#### [GIVEN INFORMATION]
— START —
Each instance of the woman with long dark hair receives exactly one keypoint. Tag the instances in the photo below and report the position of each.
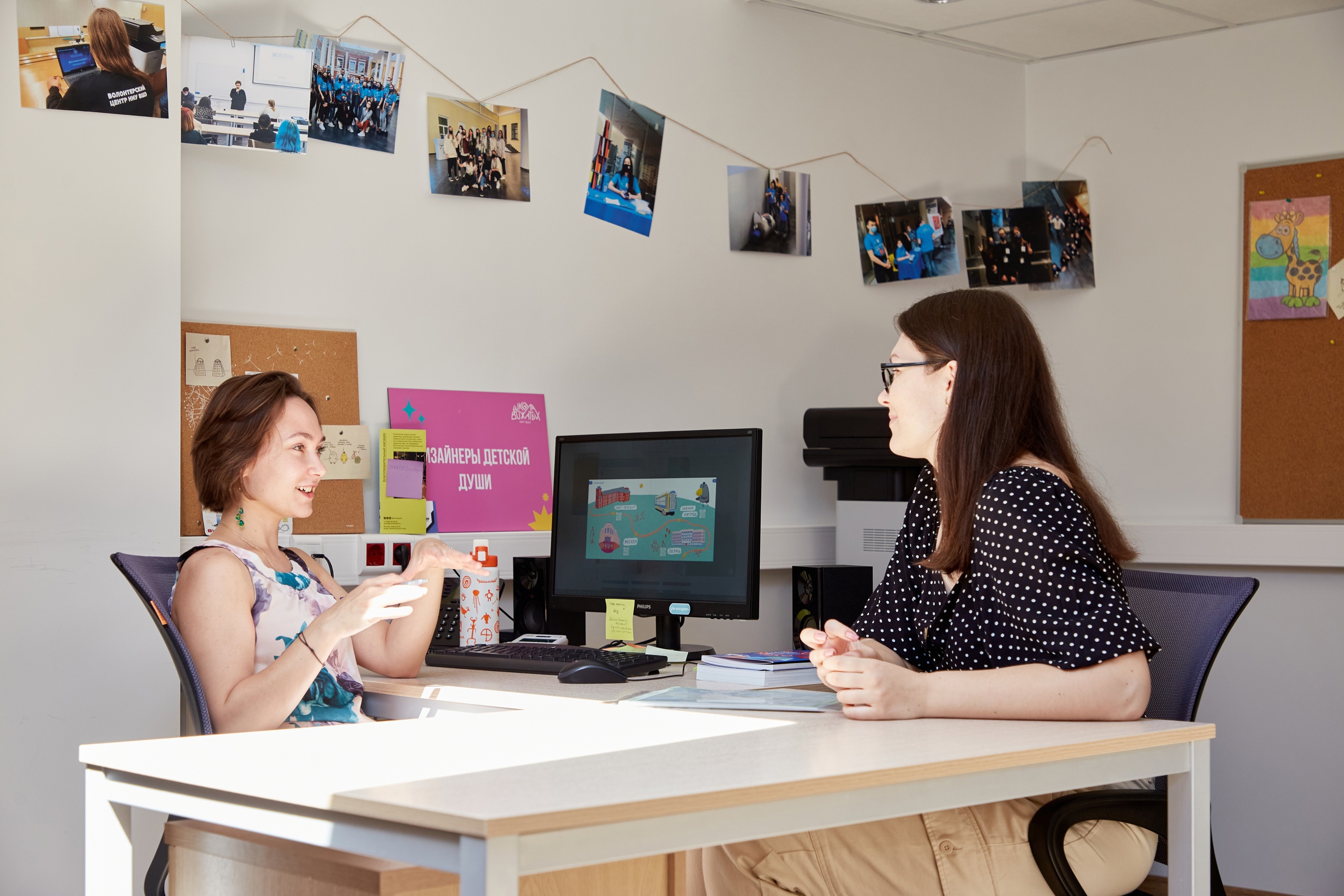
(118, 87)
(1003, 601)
— END —
— START —
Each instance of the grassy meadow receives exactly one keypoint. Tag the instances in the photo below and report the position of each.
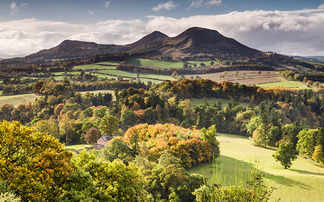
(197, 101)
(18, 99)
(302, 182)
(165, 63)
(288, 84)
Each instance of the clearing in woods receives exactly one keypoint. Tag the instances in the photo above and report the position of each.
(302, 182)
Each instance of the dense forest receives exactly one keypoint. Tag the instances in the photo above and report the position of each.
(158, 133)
— END —
— START —
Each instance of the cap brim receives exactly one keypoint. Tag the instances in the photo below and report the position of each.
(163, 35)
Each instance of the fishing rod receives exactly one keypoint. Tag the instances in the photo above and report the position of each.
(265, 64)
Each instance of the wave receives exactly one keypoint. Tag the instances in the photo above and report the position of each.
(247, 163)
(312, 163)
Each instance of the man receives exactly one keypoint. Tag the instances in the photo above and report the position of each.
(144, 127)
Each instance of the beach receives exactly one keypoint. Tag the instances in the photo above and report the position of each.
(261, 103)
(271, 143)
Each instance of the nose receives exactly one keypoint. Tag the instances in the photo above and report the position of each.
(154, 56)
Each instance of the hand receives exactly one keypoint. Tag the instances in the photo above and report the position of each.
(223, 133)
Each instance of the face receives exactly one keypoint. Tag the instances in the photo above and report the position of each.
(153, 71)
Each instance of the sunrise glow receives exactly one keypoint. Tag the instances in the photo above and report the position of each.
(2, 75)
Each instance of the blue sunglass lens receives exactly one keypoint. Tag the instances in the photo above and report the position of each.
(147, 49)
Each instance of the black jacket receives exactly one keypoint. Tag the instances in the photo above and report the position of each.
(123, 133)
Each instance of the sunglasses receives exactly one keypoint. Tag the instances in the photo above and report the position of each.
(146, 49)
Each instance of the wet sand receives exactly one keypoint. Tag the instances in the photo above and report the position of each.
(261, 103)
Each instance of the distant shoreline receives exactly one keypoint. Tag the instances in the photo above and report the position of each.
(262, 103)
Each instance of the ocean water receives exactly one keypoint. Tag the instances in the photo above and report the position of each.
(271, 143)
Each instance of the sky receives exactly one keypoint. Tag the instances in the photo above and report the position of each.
— END —
#### [OBJECTIVE]
Recast the part of the entries that opens with the line containing "Each instance of the wet" and closes with the line containing "Each instance of the sky" as a numbered list, both of those lines included and blank lines omitted.

#### [TASK SOLUTION]
1. Each instance of the wet sand receives exactly one keypoint. Tag the instances in the photo above and report the position of each.
2. (261, 103)
3. Each instance of the distant shoreline receives exactly one keypoint. Tag the instances in the photo above and report the position of each.
4. (262, 103)
5. Each instance of the ocean water receives exactly one keypoint. Tag the instances in the photo above and report the position of each.
6. (271, 143)
7. Each instance of the sky receives exactly one keypoint. Tag the instances in the photo above and report the position of each.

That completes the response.